■ REQUIREMENTS: Pick out each line of the listing below that contains the string "logo", treating uppercase and lowercase as different, and copy those lines.

■ DATASET ENTRIES:
==============================

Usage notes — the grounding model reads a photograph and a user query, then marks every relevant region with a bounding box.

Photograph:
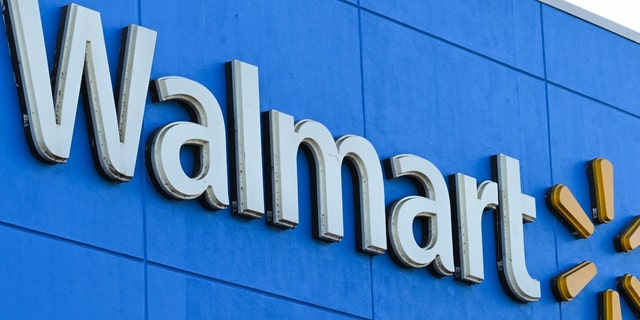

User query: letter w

==============================

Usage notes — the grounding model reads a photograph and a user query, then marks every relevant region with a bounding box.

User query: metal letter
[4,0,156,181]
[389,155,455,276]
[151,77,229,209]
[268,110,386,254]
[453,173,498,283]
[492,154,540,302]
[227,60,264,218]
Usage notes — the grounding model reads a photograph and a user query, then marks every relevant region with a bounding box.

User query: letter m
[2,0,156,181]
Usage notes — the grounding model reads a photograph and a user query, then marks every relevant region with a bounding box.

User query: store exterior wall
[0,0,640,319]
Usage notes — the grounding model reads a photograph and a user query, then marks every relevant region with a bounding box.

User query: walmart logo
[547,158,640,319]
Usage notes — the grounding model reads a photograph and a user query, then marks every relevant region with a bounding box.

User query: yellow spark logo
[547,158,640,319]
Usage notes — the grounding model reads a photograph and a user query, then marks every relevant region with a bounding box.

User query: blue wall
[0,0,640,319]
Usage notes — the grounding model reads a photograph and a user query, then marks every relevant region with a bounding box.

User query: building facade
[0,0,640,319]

==============================

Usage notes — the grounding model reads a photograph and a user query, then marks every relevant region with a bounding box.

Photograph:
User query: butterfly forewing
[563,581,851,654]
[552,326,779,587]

==============================

■ EXPECTED ANSWER:
User query: walmart logo
User query: yellow spark logo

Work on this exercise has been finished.